[Collected data]
☆ ☆ ☆ ☆ ☆ ☆ ☆

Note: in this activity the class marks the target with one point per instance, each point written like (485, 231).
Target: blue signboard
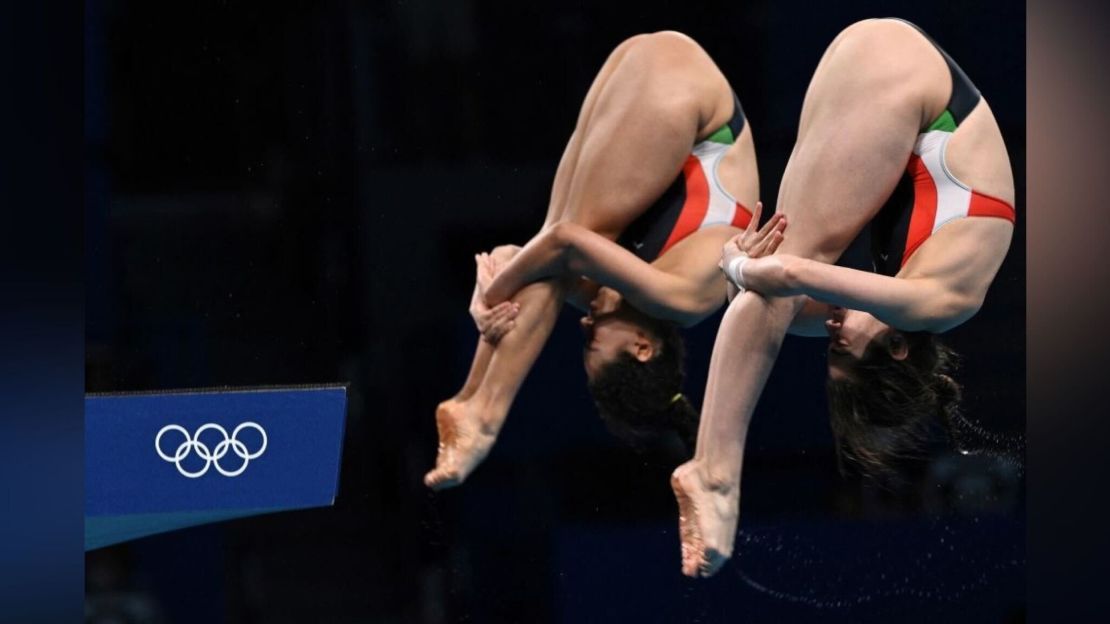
(168, 460)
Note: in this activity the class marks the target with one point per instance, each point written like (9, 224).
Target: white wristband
(735, 271)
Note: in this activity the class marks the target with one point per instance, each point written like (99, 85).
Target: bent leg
(868, 98)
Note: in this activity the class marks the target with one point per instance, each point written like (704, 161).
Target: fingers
(755, 218)
(501, 320)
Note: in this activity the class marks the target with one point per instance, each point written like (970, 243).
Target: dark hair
(886, 409)
(642, 402)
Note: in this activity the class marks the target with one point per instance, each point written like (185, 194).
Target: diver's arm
(908, 304)
(810, 320)
(567, 249)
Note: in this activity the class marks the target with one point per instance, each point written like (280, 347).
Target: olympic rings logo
(211, 456)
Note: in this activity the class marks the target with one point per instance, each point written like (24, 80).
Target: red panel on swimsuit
(696, 205)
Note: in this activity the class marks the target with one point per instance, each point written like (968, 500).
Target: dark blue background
(293, 194)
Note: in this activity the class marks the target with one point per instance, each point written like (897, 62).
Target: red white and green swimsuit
(928, 197)
(694, 201)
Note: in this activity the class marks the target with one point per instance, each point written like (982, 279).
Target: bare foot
(707, 515)
(464, 442)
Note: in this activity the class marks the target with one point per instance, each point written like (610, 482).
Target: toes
(712, 563)
(441, 479)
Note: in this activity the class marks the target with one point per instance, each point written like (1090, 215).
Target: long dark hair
(885, 411)
(642, 402)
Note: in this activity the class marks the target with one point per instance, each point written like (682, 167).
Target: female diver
(655, 179)
(888, 119)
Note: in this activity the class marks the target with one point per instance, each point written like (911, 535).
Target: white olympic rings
(211, 456)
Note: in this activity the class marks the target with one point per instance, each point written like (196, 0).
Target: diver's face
(850, 333)
(609, 332)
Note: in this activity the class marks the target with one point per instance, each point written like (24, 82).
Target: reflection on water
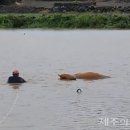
(45, 102)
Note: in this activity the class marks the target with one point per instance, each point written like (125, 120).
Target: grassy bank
(67, 20)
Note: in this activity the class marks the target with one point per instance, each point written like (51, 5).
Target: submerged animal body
(67, 77)
(90, 76)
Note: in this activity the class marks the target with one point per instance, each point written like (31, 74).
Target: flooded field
(45, 102)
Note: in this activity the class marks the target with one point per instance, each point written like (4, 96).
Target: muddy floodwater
(45, 102)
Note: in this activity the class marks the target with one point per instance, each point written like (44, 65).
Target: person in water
(15, 78)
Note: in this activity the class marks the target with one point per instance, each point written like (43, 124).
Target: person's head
(15, 73)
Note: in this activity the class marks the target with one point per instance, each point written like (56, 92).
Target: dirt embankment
(68, 7)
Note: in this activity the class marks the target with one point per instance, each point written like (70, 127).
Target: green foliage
(68, 20)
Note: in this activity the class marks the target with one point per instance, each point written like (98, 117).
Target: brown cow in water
(90, 76)
(86, 76)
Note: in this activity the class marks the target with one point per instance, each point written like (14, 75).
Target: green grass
(66, 20)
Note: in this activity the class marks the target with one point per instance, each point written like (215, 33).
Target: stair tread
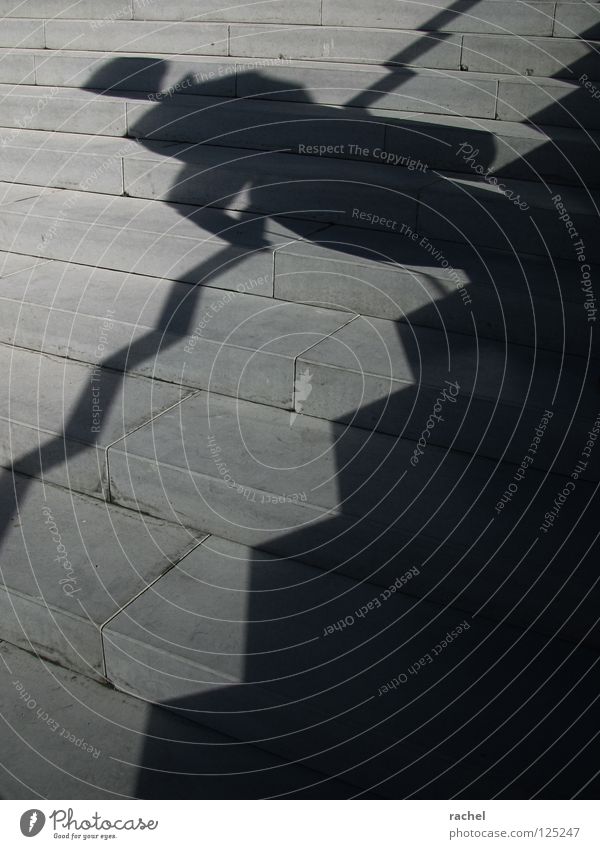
(236, 343)
(109, 555)
(231, 650)
(59, 416)
(127, 746)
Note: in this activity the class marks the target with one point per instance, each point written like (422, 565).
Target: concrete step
(169, 241)
(22, 33)
(70, 563)
(17, 67)
(347, 44)
(138, 37)
(59, 110)
(93, 742)
(371, 506)
(400, 140)
(61, 9)
(331, 191)
(542, 57)
(387, 377)
(540, 100)
(577, 19)
(59, 417)
(66, 160)
(239, 640)
(494, 16)
(496, 294)
(236, 344)
(284, 11)
(512, 214)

☆ ☆ ☆ ☆ ☆ ☆ ☆

▶ [Problem to solve]:
Reproduce every line above as written, skipping pictures.

▶ [Correct result]:
Note: in this activity the class marks the target with one point per instance, each point written like (485, 231).
Target: blue signboard
(168, 460)
Note: in this activity the class marks the target with one point per instance, each point written like (9, 224).
Target: white wristband
(735, 271)
Note: in this activity the class marks the target with one point per instance, each point written like (99, 85).
Target: bent leg
(868, 98)
Note: in this activity the class marks the target with one point per instance, each point written like (704, 161).
Target: fingers
(755, 218)
(501, 320)
Note: in this activity the class marks the target with one point per instance, each point written like (970, 243).
Target: dark hair
(886, 409)
(642, 402)
Note: in this activity the class marks the target with one point per instance, each point written like (185, 194).
Target: diver's arm
(908, 304)
(810, 320)
(567, 249)
Note: in this activity the class marks the target with one point per instance, each point written like (280, 347).
Target: olympic rings logo
(211, 456)
Note: in this activity the class marks the target with one point per instance, each point written like (24, 80).
Target: red panel on swimsuit
(696, 205)
Note: in this activity the class marks the target with one point per instance, each point written like (968, 500).
Target: dark blue background
(293, 194)
Note: in this activity the class marks the target with one point per instance, each point written like (897, 62).
Target: red white and green swimsuit
(928, 197)
(694, 201)
Note: in this activity the class marks the target with one point per instance, each point written like (982, 279).
Target: bare foot
(707, 515)
(464, 442)
Note: in this activity the class marks the target with one point per instance, each point written like (610, 482).
Target: toes
(712, 563)
(441, 479)
Note: in this activity the class marks the target with one point per instance, each point written like (1090, 215).
Target: long dark hair
(885, 411)
(642, 402)
Note: in this activity the class marks the target with one point per instance, each point written like (682, 167).
Target: female diver
(655, 179)
(888, 119)
Note: in this activity the class marks the target with one point per instance, each point written like (911, 535).
Target: white olympic rings
(211, 456)
Note: in this activity the class marks the target with one point per instance, each point written like (196, 0).
Target: diver's face
(850, 333)
(609, 332)
Note: in this activity the class marks the target with one point per instance, each point written like (24, 82).
Target: reflection on water
(45, 102)
Note: in this activity the class marks the target with one point per instance, each point written like (125, 120).
Target: grassy bank
(67, 20)
Note: in this activity the class marks the target with one point per instance, each point written like (51, 5).
Target: submerged animal body
(67, 77)
(90, 76)
Note: in this activity the class marks the target with one point per instance, each point written like (31, 74).
Target: flooded field
(45, 102)
Note: in this activity the class marks the target with one point per instance, each point written like (4, 96).
Target: muddy floodwater
(45, 102)
Note: in this activity the class marks the target with one point per instance, each point written like (44, 65).
Target: person in water
(15, 78)
Note: in this activity the class marks the target with one point per instance, each point written like (43, 124).
Target: person's head
(15, 73)
Note: in this activity the class marks the target with one point per instance, each point written like (56, 92).
Target: dirt embankment
(68, 7)
Note: in this activity the class marks the target with one point per instance, each point written like (70, 127).
Target: green foliage
(68, 20)
Note: in this activity the class marks the target with one point per instance, each point written like (98, 117).
Target: brown cow in water
(90, 76)
(86, 76)
Note: in this activity the class marks the target with one point per instance, each point written like (14, 75).
Target: green grass
(66, 20)
Note: in this activity the class marks the target with one point per instance, each point written like (215, 33).
Target: stair tread
(236, 343)
(109, 555)
(231, 650)
(59, 416)
(127, 746)
Note: in this activity the class marks the target with one point per instance, each point written like (422, 565).
Target: concrete step
(169, 241)
(22, 33)
(70, 563)
(17, 67)
(347, 44)
(138, 37)
(59, 110)
(93, 742)
(371, 506)
(400, 140)
(61, 9)
(331, 191)
(542, 57)
(387, 377)
(540, 100)
(577, 19)
(59, 417)
(66, 160)
(239, 640)
(494, 16)
(496, 294)
(236, 344)
(284, 11)
(512, 214)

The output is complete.